>>>>>

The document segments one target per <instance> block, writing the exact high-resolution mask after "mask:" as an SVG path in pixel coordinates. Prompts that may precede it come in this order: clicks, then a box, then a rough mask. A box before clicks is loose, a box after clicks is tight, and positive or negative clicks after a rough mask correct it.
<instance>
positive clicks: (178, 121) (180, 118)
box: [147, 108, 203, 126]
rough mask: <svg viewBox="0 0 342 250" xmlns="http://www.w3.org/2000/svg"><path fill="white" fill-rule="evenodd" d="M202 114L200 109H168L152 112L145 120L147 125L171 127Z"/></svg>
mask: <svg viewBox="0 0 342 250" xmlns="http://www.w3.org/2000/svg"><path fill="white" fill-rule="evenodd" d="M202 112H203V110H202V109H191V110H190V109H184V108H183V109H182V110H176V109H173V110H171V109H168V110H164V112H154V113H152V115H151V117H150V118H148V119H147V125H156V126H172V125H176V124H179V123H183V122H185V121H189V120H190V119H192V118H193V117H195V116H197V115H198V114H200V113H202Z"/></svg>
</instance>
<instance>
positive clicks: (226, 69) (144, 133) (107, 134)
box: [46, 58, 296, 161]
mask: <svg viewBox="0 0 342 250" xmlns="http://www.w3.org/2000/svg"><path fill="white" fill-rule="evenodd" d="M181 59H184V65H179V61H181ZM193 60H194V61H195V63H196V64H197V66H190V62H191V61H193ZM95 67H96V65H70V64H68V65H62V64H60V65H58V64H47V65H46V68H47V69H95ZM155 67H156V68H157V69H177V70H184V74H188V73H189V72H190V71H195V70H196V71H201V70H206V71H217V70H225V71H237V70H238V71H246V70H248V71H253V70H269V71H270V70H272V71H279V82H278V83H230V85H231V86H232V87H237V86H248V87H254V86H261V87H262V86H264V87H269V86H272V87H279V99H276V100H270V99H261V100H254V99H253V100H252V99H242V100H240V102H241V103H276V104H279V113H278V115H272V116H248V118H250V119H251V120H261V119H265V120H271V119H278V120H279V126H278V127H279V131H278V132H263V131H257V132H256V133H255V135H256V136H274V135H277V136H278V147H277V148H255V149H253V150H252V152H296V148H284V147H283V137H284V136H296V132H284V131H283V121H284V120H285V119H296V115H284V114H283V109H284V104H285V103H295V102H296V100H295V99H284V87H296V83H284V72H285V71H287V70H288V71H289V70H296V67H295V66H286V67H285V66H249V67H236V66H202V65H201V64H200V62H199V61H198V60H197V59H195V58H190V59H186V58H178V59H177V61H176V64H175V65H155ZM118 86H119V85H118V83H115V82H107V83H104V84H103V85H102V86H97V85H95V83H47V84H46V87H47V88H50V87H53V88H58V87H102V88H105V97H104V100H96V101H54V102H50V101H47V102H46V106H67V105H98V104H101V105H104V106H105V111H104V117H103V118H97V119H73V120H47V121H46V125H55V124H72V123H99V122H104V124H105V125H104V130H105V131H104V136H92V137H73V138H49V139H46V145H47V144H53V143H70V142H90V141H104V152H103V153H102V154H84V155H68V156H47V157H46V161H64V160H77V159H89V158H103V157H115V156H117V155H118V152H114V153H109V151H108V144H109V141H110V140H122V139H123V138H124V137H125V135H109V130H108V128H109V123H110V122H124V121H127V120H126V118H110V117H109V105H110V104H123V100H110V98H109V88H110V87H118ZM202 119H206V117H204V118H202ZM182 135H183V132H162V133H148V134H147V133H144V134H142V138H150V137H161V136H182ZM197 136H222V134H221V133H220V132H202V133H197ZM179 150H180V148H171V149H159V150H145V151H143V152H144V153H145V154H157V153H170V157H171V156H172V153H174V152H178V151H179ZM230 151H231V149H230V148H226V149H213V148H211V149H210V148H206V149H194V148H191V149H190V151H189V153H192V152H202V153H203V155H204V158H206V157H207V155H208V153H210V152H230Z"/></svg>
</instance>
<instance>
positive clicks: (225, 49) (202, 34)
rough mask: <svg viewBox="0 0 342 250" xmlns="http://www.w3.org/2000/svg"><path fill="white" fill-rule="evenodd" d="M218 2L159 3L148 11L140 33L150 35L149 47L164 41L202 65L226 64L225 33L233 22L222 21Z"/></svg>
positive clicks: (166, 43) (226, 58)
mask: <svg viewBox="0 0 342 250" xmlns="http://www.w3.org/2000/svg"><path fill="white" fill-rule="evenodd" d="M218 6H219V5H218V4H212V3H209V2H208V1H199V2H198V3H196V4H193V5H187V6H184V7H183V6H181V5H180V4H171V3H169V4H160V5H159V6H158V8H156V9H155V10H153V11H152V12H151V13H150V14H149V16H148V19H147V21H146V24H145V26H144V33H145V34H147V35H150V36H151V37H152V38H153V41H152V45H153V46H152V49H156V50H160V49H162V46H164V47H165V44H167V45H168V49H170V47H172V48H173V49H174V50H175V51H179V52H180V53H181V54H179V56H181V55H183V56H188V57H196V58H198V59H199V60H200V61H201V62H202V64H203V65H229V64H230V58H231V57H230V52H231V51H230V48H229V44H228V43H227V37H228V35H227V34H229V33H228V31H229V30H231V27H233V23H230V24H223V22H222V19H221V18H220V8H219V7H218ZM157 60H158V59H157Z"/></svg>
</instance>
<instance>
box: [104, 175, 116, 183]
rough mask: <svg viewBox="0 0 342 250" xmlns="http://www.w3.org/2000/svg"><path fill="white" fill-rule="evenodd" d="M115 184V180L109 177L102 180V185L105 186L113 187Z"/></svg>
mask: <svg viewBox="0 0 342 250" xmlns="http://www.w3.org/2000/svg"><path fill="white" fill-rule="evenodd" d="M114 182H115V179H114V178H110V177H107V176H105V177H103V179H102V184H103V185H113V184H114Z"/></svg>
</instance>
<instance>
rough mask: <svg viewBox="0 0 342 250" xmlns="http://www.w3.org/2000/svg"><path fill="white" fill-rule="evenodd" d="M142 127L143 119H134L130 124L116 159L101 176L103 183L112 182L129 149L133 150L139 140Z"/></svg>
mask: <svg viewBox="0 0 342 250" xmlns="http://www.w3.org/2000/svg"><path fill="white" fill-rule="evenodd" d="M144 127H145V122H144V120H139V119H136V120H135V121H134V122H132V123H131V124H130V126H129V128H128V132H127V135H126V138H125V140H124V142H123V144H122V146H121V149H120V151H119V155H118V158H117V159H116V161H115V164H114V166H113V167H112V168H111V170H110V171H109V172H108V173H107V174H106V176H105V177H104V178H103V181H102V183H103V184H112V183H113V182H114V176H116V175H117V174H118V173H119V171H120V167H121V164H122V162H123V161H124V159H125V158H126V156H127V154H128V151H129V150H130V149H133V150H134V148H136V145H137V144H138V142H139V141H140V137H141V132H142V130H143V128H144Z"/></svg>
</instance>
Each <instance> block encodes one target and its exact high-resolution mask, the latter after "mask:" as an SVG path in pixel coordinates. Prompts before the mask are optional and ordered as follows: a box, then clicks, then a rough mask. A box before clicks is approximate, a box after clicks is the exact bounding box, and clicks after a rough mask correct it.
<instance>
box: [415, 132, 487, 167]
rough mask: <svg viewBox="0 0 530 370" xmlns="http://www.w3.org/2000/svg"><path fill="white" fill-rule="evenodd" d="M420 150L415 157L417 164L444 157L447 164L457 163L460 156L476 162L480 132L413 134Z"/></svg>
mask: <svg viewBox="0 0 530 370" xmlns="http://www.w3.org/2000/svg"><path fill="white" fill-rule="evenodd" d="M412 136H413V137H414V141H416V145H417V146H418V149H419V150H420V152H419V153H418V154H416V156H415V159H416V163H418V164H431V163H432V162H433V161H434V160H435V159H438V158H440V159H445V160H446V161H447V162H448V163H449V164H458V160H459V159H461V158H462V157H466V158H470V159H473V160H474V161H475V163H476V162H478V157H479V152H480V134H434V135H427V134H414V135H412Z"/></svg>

<<<<<

Your task:
Reproduce all of the data. Leave every line unchanged.

Finished task:
The document segments one target per <instance> block, writing the exact high-resolution mask after "mask:" as an SVG path in pixel coordinates. Prompts that may precede it come in this order: clicks, then a box, then a rough mask. A box before clicks is loose, a box after clicks is tight, and positive or negative clicks after a rough mask correct it.
<instance>
positive clicks: (178, 121) (180, 118)
box: [147, 108, 203, 126]
rough mask: <svg viewBox="0 0 342 250" xmlns="http://www.w3.org/2000/svg"><path fill="white" fill-rule="evenodd" d="M202 114L200 109H168L152 112L145 120L147 125L171 127Z"/></svg>
mask: <svg viewBox="0 0 342 250" xmlns="http://www.w3.org/2000/svg"><path fill="white" fill-rule="evenodd" d="M202 112H203V110H202V109H191V110H190V109H184V108H183V109H182V110H176V109H173V110H171V109H168V110H164V112H154V113H152V115H151V117H150V118H148V119H147V125H156V126H172V125H176V124H179V123H183V122H185V121H189V120H190V119H192V118H193V117H195V116H197V115H198V114H200V113H202Z"/></svg>
</instance>
<instance>
positive clicks: (226, 69) (144, 133) (107, 134)
box: [46, 58, 296, 161]
mask: <svg viewBox="0 0 342 250" xmlns="http://www.w3.org/2000/svg"><path fill="white" fill-rule="evenodd" d="M181 59H184V65H179V61H181ZM193 60H194V61H195V63H196V64H197V66H190V62H191V61H193ZM95 67H96V65H70V64H68V65H62V64H60V65H58V64H47V65H46V68H47V69H95ZM155 67H156V68H157V69H177V70H184V74H188V73H189V72H190V71H195V70H196V71H201V70H206V71H217V70H225V71H237V70H238V71H246V70H248V71H253V70H269V71H270V70H272V71H279V82H278V83H230V85H231V86H232V87H237V86H248V87H254V86H261V87H262V86H264V87H269V86H272V87H279V99H276V100H270V99H261V100H254V99H253V100H252V99H242V100H240V102H241V103H276V104H279V113H278V115H272V116H248V118H250V119H251V120H261V119H265V120H271V119H278V120H279V126H278V127H279V131H278V132H263V131H257V132H256V133H255V135H256V136H274V135H277V136H278V147H277V148H255V149H253V150H252V152H296V148H284V147H283V137H284V136H296V132H284V131H283V121H284V120H285V119H296V115H284V114H283V109H284V104H285V103H295V102H296V100H295V99H284V87H296V83H284V72H285V71H287V70H288V71H289V70H296V67H295V66H286V67H285V66H249V67H236V66H202V65H201V64H200V62H199V61H198V60H197V59H195V58H190V59H186V58H178V59H177V61H176V64H175V65H155ZM118 86H119V85H118V83H115V82H107V83H104V84H103V85H102V86H97V85H95V83H47V84H46V87H47V88H50V87H53V88H58V87H102V88H105V97H104V100H96V101H54V102H50V101H47V102H46V106H67V105H98V104H101V105H104V106H105V111H104V117H103V118H97V119H73V120H47V121H46V125H55V124H72V123H99V122H104V124H105V125H104V130H105V131H104V136H92V137H73V138H49V139H46V145H47V144H53V143H70V142H90V141H104V152H103V153H102V154H84V155H68V156H47V157H46V161H64V160H77V159H89V158H103V157H115V156H117V155H118V152H114V153H109V151H108V144H109V141H110V140H122V139H123V138H124V137H125V135H109V130H108V128H109V123H110V122H124V121H127V120H126V118H110V117H109V105H110V104H123V100H110V98H109V88H110V87H118ZM202 119H206V117H204V118H202ZM182 135H183V132H162V133H148V134H147V133H144V134H142V138H150V137H161V136H182ZM197 136H222V134H221V133H220V132H202V133H197ZM179 150H180V148H171V149H159V150H145V151H143V152H144V153H145V154H157V153H170V157H171V156H172V153H174V152H178V151H179ZM230 151H231V149H230V148H226V149H213V148H211V149H210V148H206V149H194V148H191V149H190V151H189V153H192V152H202V153H203V155H204V158H206V157H207V155H208V153H210V152H230Z"/></svg>
</instance>
<instance>
positive clicks: (225, 49) (202, 34)
rough mask: <svg viewBox="0 0 342 250" xmlns="http://www.w3.org/2000/svg"><path fill="white" fill-rule="evenodd" d="M218 2L159 3L148 11L140 33L150 35L149 47L164 41L202 65L226 64L225 33L233 22L222 21Z"/></svg>
positive clicks: (166, 43) (226, 58)
mask: <svg viewBox="0 0 342 250" xmlns="http://www.w3.org/2000/svg"><path fill="white" fill-rule="evenodd" d="M218 6H219V5H218V4H212V3H209V2H208V1H199V2H198V3H196V4H193V5H187V6H184V7H183V6H181V5H180V4H171V3H169V4H160V5H159V6H158V8H156V9H155V10H153V11H152V12H151V13H150V14H149V16H148V19H147V21H146V24H145V26H144V33H145V34H147V35H150V36H151V37H152V38H153V41H152V45H153V46H152V49H156V50H160V49H162V46H164V47H165V44H167V45H168V49H170V47H172V48H173V49H174V50H175V51H179V52H180V53H181V54H179V56H181V55H183V56H188V57H196V58H198V59H199V60H200V61H201V62H202V64H203V65H229V64H230V58H231V57H230V52H231V51H230V48H229V44H228V43H227V37H228V35H227V34H229V33H228V31H229V30H231V27H233V23H230V24H223V22H222V19H221V18H220V8H219V7H218ZM157 60H158V59H157Z"/></svg>
</instance>
<instance>
box: [104, 175, 116, 183]
rough mask: <svg viewBox="0 0 342 250" xmlns="http://www.w3.org/2000/svg"><path fill="white" fill-rule="evenodd" d="M115 184V180L109 177L102 180V185L105 186L113 187Z"/></svg>
mask: <svg viewBox="0 0 342 250" xmlns="http://www.w3.org/2000/svg"><path fill="white" fill-rule="evenodd" d="M114 182H115V179H114V178H110V177H107V176H105V177H103V179H102V184H103V185H113V184H114Z"/></svg>
</instance>
<instance>
rough mask: <svg viewBox="0 0 342 250" xmlns="http://www.w3.org/2000/svg"><path fill="white" fill-rule="evenodd" d="M142 127L143 119H134L130 124L116 159L101 176L103 183L112 182L129 149L133 150L139 140Z"/></svg>
mask: <svg viewBox="0 0 342 250" xmlns="http://www.w3.org/2000/svg"><path fill="white" fill-rule="evenodd" d="M144 127H145V122H144V120H139V119H136V120H135V121H134V122H132V123H131V124H130V126H129V128H128V132H127V135H126V138H125V140H124V142H123V144H122V146H121V149H120V151H119V155H118V158H117V159H116V161H115V164H114V166H113V167H112V168H111V170H110V171H109V172H108V173H107V174H106V176H105V177H104V178H103V181H102V183H103V184H112V183H113V182H114V176H116V175H117V174H118V173H119V171H120V167H121V164H122V162H123V161H124V159H125V158H126V156H127V154H128V151H129V150H130V149H133V150H134V148H136V145H137V144H138V142H139V141H140V137H141V132H142V130H143V128H144Z"/></svg>
</instance>
Each <instance> block encodes one target and its exact high-resolution mask, the latter after "mask:" as an SVG path in pixel coordinates. Prompts before the mask are optional and ordered as follows: a box, then clicks, then a rough mask. A box before clicks is approximate, a box after clicks is the exact bounding box, and clicks after a rough mask correct it.
<instance>
box: [415, 132, 487, 167]
rough mask: <svg viewBox="0 0 530 370" xmlns="http://www.w3.org/2000/svg"><path fill="white" fill-rule="evenodd" d="M420 150L415 157L417 164L444 157L447 164L457 163L460 156L476 162L480 132L413 134Z"/></svg>
mask: <svg viewBox="0 0 530 370" xmlns="http://www.w3.org/2000/svg"><path fill="white" fill-rule="evenodd" d="M412 136H413V137H414V141H416V145H417V146H418V149H419V150H420V152H419V153H418V154H416V156H415V159H416V163H418V164H431V163H432V162H433V161H434V160H435V159H438V158H440V159H445V160H446V161H447V162H448V163H449V164H458V160H459V159H461V158H462V157H466V158H470V159H473V160H474V161H475V163H476V162H478V157H479V152H480V134H434V135H427V134H414V135H412Z"/></svg>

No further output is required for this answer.